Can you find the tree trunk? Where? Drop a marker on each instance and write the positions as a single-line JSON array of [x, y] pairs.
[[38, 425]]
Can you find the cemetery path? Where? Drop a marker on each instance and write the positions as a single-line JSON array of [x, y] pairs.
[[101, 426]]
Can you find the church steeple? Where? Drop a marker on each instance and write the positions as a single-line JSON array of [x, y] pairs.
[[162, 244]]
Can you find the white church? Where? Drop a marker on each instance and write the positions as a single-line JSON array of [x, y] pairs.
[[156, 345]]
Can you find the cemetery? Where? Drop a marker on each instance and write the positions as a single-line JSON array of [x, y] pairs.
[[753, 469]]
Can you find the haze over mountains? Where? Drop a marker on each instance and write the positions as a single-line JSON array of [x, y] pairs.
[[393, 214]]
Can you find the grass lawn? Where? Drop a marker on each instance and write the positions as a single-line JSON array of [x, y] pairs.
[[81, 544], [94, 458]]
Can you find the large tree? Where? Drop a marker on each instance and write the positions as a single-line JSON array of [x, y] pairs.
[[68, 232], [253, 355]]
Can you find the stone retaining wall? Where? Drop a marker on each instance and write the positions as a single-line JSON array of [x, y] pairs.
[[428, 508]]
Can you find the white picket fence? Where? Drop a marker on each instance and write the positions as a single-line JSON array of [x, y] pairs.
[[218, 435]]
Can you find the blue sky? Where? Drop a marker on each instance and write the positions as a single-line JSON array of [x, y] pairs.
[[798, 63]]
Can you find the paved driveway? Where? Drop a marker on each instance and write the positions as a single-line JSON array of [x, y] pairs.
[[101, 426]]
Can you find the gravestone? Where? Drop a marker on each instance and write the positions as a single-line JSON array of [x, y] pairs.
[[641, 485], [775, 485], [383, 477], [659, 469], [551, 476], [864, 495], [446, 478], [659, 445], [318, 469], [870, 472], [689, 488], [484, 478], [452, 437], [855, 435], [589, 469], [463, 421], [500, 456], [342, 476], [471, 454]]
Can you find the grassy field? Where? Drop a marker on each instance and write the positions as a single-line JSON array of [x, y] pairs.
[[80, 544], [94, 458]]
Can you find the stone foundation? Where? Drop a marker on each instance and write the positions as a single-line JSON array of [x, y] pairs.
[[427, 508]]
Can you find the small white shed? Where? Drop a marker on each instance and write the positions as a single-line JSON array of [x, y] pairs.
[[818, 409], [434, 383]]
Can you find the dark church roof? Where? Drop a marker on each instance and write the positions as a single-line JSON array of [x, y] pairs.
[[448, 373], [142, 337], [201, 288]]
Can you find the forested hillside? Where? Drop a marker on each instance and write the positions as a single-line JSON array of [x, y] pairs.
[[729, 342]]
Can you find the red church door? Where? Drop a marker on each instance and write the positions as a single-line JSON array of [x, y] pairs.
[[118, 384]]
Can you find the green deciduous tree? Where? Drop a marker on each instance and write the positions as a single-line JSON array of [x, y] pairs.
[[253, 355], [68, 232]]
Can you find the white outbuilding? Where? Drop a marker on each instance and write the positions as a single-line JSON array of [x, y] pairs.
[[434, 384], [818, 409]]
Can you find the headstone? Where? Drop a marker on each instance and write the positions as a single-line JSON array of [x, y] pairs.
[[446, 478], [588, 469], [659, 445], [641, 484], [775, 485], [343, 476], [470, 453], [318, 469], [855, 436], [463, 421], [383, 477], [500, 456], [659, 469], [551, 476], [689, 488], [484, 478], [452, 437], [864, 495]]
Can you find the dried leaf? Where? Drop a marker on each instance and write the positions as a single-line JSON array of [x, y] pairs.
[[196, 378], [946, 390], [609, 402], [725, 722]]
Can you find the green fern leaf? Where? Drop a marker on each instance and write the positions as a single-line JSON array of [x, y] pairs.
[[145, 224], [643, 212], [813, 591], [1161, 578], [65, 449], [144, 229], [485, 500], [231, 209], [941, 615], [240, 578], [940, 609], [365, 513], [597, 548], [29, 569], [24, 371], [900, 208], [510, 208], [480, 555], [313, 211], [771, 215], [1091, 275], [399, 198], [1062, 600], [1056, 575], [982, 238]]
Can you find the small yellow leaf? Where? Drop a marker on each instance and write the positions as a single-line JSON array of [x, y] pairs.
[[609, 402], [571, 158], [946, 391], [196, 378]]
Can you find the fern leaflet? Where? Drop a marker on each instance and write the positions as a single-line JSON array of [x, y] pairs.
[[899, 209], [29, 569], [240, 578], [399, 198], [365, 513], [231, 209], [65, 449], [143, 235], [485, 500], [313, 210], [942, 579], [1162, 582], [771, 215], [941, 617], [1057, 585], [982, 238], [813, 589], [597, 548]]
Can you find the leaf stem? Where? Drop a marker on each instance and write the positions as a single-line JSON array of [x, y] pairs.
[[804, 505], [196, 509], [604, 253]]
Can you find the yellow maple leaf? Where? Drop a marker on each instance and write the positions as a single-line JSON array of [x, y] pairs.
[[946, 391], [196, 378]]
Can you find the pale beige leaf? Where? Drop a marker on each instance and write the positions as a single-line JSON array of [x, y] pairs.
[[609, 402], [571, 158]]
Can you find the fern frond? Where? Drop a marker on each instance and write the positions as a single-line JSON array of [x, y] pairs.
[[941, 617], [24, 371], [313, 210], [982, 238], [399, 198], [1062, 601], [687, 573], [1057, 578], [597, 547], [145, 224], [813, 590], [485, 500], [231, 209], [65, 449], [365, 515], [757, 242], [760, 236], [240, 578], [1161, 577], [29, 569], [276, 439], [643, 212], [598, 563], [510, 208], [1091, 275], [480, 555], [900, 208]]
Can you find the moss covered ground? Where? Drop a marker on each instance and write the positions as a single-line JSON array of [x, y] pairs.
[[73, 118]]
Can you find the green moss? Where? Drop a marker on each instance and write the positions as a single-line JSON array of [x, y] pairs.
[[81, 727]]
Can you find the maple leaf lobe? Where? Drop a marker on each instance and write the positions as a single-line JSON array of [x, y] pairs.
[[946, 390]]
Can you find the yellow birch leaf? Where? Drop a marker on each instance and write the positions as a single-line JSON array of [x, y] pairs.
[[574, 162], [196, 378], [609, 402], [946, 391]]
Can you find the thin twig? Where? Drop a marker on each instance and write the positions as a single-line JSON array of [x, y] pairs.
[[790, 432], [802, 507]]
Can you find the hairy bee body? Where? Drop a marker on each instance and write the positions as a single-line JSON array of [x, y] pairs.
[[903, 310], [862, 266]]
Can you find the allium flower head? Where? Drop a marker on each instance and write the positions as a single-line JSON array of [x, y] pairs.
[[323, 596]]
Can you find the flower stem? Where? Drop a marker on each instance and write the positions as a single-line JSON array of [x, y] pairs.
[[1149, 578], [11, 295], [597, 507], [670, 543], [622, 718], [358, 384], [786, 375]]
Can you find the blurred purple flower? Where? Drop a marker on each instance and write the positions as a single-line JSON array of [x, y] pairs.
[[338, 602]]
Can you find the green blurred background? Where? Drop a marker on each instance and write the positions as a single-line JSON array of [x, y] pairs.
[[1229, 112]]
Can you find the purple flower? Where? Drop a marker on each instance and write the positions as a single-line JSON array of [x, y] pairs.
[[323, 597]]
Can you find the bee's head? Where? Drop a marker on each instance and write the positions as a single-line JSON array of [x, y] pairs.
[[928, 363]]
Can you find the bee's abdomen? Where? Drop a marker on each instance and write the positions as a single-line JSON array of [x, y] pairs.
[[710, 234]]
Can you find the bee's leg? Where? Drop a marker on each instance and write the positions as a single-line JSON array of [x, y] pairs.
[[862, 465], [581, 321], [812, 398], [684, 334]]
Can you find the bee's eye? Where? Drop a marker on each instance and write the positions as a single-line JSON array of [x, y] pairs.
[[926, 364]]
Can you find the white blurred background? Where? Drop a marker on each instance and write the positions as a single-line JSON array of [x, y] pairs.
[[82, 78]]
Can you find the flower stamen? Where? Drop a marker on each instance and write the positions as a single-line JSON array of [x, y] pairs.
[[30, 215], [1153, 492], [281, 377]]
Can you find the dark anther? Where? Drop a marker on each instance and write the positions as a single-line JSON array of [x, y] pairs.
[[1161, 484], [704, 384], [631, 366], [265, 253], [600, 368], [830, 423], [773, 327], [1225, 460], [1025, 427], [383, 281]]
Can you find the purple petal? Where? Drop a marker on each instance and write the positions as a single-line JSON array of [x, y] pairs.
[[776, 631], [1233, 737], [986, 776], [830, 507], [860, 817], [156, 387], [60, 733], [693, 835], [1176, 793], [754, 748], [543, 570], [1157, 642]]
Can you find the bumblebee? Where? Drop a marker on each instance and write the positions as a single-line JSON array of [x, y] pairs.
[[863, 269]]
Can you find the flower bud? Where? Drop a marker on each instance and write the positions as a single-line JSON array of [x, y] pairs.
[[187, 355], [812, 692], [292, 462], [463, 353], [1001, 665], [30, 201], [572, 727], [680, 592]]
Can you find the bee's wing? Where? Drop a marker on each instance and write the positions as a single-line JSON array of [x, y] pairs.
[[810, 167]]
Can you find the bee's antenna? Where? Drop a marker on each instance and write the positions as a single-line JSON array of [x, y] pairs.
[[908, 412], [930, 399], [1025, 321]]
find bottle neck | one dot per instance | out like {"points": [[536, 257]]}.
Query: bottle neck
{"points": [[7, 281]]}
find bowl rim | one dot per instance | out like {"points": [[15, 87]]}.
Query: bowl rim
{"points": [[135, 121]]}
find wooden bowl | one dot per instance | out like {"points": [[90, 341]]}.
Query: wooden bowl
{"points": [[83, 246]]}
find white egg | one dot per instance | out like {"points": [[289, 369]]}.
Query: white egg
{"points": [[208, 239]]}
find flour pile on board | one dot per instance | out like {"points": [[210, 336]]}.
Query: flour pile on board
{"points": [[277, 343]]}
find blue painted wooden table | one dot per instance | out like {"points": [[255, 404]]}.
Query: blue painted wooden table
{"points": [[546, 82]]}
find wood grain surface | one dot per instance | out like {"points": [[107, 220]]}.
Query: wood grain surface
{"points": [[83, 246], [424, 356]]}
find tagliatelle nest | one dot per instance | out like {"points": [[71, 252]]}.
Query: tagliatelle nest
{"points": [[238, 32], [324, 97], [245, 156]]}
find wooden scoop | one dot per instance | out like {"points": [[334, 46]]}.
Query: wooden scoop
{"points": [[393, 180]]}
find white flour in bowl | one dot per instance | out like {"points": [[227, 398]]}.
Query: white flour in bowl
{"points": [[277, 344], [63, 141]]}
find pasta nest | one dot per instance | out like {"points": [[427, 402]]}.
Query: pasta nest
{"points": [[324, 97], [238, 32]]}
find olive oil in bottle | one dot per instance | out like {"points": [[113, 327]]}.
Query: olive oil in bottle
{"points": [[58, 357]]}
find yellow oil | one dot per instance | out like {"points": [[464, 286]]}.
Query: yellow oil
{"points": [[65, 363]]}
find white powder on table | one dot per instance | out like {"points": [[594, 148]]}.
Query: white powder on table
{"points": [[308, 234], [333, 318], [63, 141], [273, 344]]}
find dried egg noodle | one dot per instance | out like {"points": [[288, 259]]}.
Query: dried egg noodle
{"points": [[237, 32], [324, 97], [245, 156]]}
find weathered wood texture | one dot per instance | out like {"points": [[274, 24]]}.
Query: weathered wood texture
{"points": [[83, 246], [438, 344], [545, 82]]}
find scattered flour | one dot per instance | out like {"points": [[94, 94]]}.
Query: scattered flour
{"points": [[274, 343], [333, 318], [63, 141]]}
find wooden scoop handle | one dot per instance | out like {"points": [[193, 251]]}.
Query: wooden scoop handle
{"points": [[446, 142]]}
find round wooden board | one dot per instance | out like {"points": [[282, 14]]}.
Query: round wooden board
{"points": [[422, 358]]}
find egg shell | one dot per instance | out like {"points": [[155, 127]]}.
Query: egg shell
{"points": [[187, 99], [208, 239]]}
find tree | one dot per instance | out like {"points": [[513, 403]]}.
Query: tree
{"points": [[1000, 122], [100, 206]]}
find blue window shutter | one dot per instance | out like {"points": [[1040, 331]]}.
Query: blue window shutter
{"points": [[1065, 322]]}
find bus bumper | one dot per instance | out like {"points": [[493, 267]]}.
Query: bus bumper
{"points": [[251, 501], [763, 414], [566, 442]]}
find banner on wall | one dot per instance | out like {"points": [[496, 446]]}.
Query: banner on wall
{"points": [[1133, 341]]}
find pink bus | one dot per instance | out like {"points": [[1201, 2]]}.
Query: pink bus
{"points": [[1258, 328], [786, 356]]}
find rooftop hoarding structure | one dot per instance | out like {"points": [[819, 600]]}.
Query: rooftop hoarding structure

++++++

- _EXERCISE PROMPT_: Find every line in the records above that holds the word "hoarding", and copy each one.

- _ANSWER BOX_:
find rooftop hoarding structure | one dot per instance | out like {"points": [[819, 600]]}.
Query: rooftop hoarding structure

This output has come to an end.